§ AVAILABLE RECORDS:
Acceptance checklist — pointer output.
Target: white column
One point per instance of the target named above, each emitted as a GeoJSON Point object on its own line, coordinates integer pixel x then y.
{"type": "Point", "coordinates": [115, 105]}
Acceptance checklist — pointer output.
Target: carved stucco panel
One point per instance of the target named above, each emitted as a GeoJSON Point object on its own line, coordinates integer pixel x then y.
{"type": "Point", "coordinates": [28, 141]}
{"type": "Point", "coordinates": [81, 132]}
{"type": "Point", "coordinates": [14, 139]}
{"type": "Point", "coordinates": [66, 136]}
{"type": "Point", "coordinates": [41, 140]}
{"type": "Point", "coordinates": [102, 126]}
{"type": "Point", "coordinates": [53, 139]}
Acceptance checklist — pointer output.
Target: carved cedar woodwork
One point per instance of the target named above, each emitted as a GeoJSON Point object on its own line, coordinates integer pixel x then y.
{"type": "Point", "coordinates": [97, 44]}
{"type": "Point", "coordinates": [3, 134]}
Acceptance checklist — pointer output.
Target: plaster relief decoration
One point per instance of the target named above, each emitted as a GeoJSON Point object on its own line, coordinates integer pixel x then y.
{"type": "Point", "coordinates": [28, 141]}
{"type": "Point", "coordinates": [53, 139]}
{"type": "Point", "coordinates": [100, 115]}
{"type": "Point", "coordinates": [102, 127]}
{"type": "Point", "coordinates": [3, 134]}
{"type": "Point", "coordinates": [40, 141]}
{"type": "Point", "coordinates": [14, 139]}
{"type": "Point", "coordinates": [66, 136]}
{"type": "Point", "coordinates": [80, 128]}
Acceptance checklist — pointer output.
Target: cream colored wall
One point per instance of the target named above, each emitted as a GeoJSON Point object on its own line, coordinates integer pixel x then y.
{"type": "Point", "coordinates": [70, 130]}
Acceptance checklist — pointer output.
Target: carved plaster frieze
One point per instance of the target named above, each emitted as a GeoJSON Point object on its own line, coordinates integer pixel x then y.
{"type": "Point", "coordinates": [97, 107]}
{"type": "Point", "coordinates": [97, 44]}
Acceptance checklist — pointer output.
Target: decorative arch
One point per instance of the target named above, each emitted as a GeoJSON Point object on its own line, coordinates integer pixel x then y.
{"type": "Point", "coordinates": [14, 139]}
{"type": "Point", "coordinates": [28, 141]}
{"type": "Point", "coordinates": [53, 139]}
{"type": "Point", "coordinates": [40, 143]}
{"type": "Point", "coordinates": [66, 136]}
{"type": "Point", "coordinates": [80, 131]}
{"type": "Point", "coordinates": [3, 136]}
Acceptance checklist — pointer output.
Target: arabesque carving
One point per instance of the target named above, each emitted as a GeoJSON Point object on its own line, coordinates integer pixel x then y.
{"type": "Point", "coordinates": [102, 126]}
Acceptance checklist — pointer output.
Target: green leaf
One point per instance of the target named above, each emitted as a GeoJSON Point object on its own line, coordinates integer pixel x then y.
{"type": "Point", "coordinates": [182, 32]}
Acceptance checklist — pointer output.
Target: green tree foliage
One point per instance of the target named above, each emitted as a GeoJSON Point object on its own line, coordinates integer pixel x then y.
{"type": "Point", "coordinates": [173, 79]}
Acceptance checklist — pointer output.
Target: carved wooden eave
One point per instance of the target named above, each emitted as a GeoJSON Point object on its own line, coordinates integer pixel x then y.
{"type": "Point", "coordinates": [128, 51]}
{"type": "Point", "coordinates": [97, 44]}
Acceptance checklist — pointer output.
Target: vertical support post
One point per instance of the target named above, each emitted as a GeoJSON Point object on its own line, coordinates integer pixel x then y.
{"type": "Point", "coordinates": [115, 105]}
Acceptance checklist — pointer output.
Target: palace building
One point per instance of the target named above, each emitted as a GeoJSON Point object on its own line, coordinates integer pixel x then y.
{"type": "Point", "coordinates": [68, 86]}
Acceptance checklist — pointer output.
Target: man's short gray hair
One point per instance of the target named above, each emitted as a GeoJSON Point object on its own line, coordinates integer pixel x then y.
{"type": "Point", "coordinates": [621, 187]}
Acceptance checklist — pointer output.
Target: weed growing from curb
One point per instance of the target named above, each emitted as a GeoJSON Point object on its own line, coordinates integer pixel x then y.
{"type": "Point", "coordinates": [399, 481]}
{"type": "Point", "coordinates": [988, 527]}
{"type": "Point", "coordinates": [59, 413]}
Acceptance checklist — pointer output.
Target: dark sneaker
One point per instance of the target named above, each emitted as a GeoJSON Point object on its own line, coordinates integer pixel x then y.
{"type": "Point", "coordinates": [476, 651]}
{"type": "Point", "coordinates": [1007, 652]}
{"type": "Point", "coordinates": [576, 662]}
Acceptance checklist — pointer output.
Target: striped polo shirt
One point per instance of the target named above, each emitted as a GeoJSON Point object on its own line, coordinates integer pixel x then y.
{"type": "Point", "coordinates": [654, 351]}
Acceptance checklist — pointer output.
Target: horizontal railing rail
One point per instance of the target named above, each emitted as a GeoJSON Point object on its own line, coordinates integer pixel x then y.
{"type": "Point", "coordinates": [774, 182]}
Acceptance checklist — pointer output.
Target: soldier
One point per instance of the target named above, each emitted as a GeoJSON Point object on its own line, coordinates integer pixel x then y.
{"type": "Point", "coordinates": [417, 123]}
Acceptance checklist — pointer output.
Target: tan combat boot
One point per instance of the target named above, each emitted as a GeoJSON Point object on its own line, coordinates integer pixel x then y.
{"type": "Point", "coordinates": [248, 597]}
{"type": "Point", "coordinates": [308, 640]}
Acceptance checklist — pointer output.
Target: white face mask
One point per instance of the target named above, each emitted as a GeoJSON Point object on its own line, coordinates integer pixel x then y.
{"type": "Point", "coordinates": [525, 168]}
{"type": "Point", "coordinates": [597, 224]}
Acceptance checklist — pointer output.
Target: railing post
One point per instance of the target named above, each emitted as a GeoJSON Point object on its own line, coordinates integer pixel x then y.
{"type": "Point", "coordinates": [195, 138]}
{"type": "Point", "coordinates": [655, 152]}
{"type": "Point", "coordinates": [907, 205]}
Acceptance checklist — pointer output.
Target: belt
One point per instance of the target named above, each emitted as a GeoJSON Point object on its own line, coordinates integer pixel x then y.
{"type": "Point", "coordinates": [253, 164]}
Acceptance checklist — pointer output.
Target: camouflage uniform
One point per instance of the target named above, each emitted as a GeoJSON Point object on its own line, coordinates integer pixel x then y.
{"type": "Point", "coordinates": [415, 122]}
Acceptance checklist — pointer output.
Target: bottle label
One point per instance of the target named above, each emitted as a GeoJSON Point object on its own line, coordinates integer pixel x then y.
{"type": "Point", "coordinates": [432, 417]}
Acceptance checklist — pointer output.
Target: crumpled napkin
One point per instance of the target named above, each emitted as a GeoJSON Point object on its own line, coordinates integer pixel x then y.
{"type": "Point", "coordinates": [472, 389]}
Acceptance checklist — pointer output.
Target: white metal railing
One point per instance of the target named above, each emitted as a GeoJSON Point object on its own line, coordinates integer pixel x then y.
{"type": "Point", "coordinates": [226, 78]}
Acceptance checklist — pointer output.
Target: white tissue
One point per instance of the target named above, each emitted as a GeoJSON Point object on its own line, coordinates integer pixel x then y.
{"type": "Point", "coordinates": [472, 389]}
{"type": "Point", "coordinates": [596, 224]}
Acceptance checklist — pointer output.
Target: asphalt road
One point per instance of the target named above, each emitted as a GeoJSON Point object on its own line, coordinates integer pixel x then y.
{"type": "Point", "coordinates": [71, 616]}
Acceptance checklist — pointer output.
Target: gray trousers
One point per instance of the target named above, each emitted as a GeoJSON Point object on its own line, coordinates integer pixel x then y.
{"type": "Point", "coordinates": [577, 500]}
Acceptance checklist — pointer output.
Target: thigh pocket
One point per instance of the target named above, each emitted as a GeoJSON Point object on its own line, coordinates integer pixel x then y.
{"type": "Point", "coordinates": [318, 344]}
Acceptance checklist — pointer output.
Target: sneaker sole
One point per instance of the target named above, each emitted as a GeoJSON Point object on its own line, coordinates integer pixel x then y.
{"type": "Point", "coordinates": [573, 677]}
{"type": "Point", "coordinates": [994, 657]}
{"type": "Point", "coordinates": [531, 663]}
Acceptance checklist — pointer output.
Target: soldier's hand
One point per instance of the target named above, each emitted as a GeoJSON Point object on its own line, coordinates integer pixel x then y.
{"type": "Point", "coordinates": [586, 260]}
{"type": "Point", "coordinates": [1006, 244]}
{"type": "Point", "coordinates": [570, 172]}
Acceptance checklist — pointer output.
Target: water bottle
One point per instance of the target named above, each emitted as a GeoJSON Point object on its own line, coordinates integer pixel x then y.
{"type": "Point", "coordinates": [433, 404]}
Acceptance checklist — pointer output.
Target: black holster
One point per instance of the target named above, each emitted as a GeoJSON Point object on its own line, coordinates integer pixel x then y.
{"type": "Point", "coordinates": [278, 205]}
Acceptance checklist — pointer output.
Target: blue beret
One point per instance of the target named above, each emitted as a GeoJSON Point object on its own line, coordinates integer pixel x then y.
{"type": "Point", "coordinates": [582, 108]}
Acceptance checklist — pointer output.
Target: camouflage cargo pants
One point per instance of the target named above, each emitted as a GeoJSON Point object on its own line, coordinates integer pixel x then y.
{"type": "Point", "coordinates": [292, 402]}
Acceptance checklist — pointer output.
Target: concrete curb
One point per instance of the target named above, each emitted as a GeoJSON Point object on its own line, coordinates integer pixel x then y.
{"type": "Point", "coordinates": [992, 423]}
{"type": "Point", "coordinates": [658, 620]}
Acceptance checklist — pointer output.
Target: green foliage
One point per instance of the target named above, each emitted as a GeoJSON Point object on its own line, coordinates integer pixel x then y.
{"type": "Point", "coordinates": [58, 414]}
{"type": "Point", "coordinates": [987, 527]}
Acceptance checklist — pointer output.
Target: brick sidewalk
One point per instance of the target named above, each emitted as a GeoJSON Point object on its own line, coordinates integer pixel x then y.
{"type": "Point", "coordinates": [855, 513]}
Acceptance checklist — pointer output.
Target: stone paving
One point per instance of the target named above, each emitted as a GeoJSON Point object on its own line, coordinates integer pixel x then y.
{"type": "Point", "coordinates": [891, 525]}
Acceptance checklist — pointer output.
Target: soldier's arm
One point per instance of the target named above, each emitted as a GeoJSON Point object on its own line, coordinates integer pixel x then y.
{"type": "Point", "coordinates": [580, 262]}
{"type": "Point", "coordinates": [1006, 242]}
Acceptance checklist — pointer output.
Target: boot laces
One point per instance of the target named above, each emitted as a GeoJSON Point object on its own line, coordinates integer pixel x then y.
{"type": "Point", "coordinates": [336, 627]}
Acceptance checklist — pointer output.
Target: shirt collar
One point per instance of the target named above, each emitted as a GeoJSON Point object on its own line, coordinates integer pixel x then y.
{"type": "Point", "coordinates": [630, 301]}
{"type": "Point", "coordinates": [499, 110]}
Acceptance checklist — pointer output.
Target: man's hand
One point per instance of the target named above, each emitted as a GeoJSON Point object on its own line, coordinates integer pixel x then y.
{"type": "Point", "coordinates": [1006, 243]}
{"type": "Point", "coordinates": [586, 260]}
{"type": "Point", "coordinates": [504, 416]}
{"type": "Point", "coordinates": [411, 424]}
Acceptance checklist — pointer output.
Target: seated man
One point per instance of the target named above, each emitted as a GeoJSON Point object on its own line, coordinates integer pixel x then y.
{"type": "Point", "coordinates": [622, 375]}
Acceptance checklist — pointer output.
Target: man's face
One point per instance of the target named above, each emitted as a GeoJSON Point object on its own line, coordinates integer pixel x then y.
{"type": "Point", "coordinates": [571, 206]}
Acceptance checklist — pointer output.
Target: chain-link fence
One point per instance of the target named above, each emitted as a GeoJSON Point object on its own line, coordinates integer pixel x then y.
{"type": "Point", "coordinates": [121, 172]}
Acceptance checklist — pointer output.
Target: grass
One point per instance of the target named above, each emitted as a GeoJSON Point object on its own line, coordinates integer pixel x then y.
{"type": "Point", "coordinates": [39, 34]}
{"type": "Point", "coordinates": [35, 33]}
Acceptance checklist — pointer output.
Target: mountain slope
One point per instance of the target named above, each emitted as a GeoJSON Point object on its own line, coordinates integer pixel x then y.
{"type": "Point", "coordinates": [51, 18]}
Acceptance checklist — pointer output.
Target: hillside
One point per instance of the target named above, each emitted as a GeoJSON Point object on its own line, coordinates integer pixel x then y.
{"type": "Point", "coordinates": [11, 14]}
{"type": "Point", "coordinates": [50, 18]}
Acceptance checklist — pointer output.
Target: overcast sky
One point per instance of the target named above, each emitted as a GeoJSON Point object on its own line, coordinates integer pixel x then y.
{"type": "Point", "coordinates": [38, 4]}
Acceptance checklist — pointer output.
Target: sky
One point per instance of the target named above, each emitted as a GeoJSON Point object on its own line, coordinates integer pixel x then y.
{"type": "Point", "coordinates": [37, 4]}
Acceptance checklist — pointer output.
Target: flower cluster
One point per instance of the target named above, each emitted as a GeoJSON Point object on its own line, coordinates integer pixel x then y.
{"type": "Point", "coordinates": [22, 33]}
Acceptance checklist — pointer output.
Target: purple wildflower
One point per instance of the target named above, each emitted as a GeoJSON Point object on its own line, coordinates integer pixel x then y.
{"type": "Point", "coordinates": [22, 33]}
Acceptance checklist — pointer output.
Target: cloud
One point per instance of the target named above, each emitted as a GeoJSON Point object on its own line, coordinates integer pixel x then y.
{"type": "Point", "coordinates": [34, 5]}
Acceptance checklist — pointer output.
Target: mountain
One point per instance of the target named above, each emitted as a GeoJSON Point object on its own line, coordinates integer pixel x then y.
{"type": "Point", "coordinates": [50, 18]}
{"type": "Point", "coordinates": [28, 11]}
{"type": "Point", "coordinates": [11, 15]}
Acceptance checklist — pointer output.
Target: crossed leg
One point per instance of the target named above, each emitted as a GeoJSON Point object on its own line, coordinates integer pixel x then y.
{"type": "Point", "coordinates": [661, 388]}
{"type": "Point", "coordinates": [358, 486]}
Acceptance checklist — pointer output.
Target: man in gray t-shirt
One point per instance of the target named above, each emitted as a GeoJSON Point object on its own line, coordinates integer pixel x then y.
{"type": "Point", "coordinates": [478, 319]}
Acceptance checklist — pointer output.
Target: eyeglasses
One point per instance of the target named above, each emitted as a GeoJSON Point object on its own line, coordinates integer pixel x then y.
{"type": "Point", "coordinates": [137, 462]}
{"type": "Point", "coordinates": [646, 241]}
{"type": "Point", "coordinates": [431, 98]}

§ WHAT YOU ARE ASKED TO DO: Count the lines in the records that contain the word "boot", matching case exactly. Give only the number.

§ FINAL ANSWER: 2